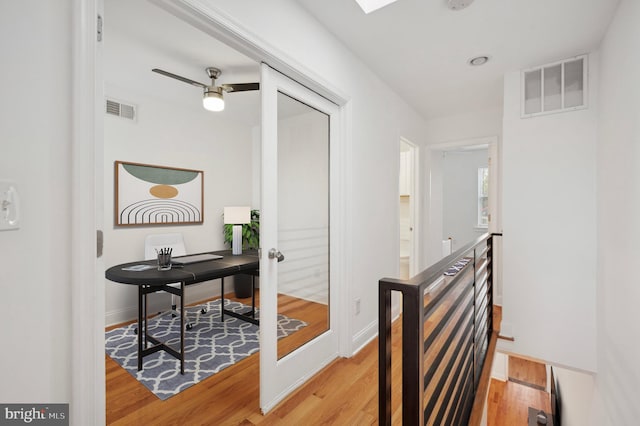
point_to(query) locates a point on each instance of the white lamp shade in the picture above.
(237, 215)
(213, 101)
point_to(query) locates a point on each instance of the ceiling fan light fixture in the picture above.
(213, 100)
(479, 60)
(458, 4)
(369, 6)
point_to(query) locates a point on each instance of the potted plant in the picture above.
(250, 241)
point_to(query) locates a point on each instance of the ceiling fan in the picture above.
(212, 99)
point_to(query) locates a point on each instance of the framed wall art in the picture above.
(157, 195)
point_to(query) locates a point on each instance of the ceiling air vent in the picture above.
(120, 109)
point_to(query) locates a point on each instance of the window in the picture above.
(555, 87)
(483, 197)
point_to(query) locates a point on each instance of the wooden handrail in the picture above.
(447, 332)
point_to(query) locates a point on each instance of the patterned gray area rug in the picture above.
(210, 346)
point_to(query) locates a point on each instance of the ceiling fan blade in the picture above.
(178, 77)
(240, 87)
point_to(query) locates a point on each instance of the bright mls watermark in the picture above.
(37, 414)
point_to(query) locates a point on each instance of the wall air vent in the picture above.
(120, 109)
(557, 87)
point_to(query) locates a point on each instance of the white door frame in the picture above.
(495, 193)
(414, 192)
(280, 377)
(87, 283)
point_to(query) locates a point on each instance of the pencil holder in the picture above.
(164, 260)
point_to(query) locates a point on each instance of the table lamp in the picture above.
(237, 216)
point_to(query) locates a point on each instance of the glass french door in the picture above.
(298, 310)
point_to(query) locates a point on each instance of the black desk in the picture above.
(152, 280)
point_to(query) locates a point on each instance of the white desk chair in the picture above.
(174, 241)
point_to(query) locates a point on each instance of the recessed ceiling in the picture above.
(421, 48)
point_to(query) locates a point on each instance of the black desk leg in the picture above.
(253, 296)
(182, 316)
(222, 299)
(141, 331)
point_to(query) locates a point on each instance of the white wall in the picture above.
(170, 135)
(549, 222)
(379, 119)
(619, 219)
(442, 130)
(35, 135)
(175, 134)
(460, 195)
(576, 397)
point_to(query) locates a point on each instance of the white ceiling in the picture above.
(163, 41)
(421, 47)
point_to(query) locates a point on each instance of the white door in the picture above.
(298, 127)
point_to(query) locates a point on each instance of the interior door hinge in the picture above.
(99, 28)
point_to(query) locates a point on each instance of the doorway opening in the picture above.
(407, 208)
(172, 129)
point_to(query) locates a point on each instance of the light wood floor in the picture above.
(344, 393)
(508, 402)
(524, 371)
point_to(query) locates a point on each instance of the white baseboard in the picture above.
(366, 335)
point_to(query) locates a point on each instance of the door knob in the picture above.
(275, 254)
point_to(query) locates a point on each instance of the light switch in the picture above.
(9, 206)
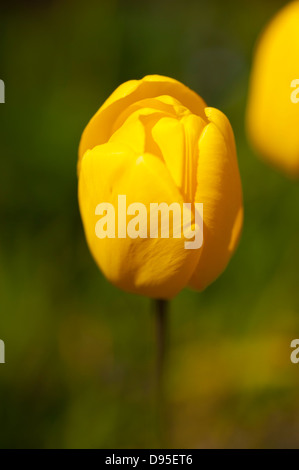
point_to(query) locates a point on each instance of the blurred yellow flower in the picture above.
(273, 107)
(154, 140)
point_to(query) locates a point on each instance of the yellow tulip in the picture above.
(154, 140)
(273, 104)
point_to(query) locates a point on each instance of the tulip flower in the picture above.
(273, 104)
(155, 141)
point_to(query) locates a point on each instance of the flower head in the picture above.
(155, 141)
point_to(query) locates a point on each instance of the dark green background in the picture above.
(80, 354)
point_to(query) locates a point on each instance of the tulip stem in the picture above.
(161, 336)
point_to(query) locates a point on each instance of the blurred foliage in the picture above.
(80, 353)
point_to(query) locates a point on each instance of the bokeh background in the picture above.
(80, 354)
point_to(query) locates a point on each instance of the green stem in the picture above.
(161, 323)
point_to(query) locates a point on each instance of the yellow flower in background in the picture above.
(154, 140)
(273, 104)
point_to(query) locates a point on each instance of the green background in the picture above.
(80, 354)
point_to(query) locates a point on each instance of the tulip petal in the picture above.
(219, 189)
(178, 142)
(98, 130)
(272, 118)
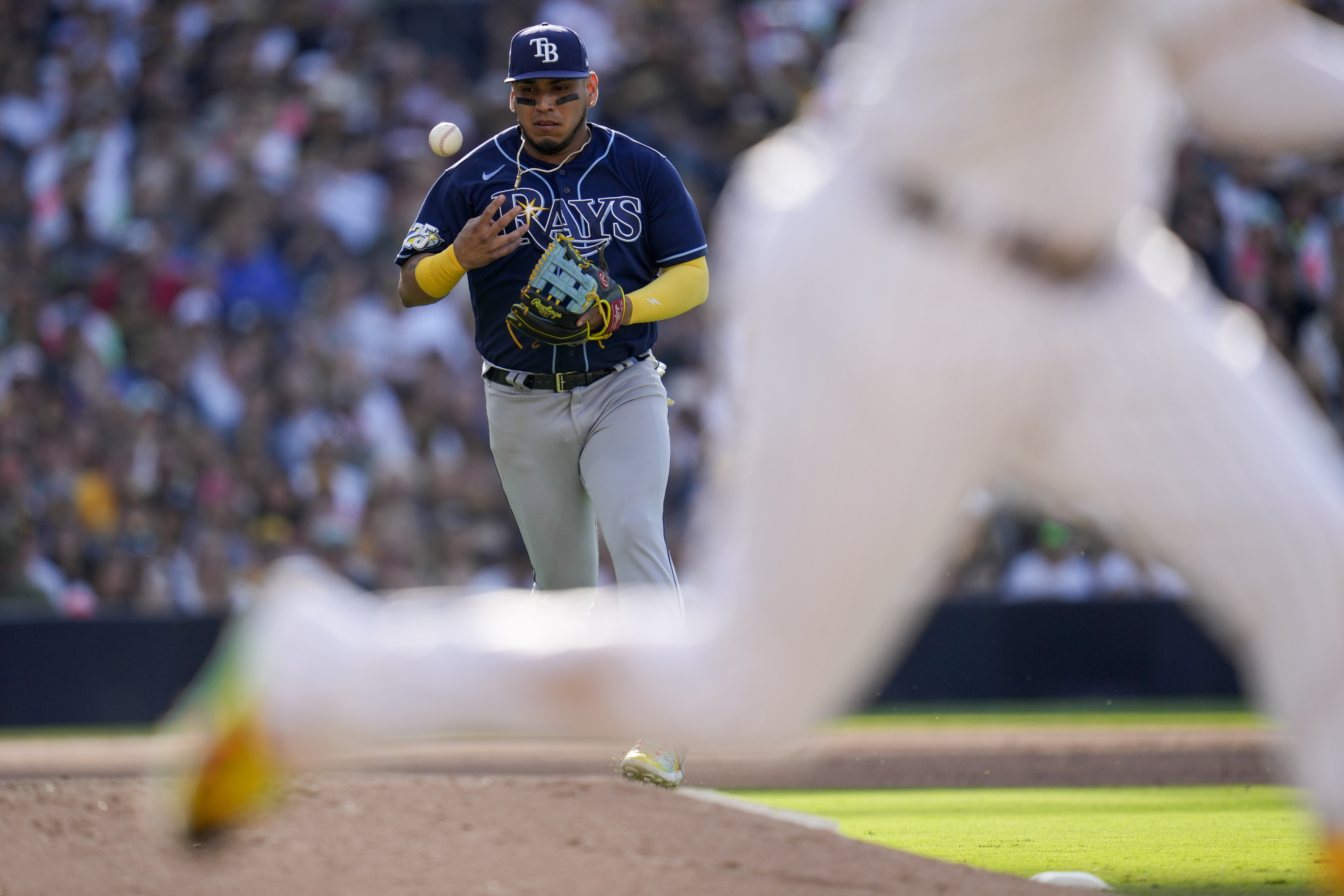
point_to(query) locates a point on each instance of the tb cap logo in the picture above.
(546, 52)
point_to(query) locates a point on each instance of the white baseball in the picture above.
(446, 139)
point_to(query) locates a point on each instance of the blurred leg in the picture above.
(1178, 430)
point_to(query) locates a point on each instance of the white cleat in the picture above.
(659, 765)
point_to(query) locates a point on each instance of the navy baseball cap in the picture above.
(546, 52)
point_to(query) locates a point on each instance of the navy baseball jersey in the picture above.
(616, 193)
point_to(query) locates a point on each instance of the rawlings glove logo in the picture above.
(423, 237)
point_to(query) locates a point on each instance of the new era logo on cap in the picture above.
(546, 52)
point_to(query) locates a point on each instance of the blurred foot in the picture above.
(659, 766)
(236, 772)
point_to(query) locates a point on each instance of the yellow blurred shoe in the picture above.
(659, 766)
(1334, 863)
(233, 772)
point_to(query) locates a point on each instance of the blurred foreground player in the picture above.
(960, 228)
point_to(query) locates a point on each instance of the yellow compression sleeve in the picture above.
(439, 275)
(678, 289)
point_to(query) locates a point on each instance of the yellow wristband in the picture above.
(439, 275)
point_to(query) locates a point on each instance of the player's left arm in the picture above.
(1259, 76)
(678, 289)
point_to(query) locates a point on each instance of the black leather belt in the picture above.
(553, 382)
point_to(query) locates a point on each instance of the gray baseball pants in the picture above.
(572, 460)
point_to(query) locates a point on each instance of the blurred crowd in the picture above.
(204, 363)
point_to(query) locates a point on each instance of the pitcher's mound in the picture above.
(393, 835)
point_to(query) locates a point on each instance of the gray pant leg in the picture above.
(537, 452)
(624, 465)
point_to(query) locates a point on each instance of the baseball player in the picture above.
(959, 232)
(576, 404)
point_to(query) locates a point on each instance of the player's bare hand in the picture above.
(482, 240)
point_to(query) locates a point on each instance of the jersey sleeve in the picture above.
(439, 222)
(675, 230)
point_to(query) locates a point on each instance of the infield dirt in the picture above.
(68, 828)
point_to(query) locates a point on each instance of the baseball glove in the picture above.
(562, 288)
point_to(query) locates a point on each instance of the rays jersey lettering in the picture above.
(617, 194)
(589, 222)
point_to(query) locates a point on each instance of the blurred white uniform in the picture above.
(892, 358)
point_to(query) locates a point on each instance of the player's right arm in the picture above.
(1260, 76)
(428, 277)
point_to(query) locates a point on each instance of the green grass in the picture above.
(1099, 713)
(1208, 842)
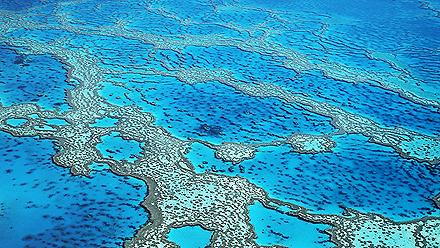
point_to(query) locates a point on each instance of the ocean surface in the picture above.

TASK BRIEF —
Give again, unchanged, only the lines from the line containing "compression sleeve in the picture above." to the last line of the records above. Pictures do not belong in the copy.

REPLY —
point_to(query) locates a point on each instance of the yellow compression sleeve in the picture above.
(439, 275)
(678, 289)
point_to(query) locates a point on each instance of the yellow wristband in the picture above.
(439, 275)
point_to(query) locates a point on each instance of the player's left arm in the picture above.
(1259, 76)
(678, 289)
point_to(query) locates a point on each instance of the black leather belt in the picture above.
(553, 382)
point_to(query) locates a point on each instance of the gray baseball pants in the picture above.
(572, 460)
point_to(query) locates a point on each instance of the blurred crowd in the picture above.
(204, 363)
point_to(query) locates a point on each instance of the pitcher's mound in the picture above.
(393, 835)
point_to(query) locates a point on each instance of the gray pant leg in the picture above.
(537, 452)
(624, 465)
point_to(query) locates a point on each instance of the baseball player in the picture above.
(959, 232)
(576, 404)
point_to(query) locates a point on each instance of the player's bare hand in the picture above.
(482, 240)
point_to(query) locates a point on each instance of the jersey sleeve in the picture above.
(439, 222)
(675, 230)
point_to(query) locates a point on each instance of the infield dirt in the picture above.
(68, 828)
point_to(query) locates a point on each instance of the baseball glove in the picture above.
(562, 288)
point_to(query) locates a point on each instance of the rays jersey lettering in the picture above.
(617, 194)
(589, 222)
point_to(query) locates a point on each instance of the blurred white uniform in the picture above.
(892, 358)
point_to(query) locates a point on each instance of the player's right arm in the picture above.
(1260, 76)
(428, 277)
point_to(query) locates a point on each instance of the green grass in the picture above.
(1099, 713)
(1208, 842)
point_to(query) locates a point on each instance of the ocean surface in the picture above.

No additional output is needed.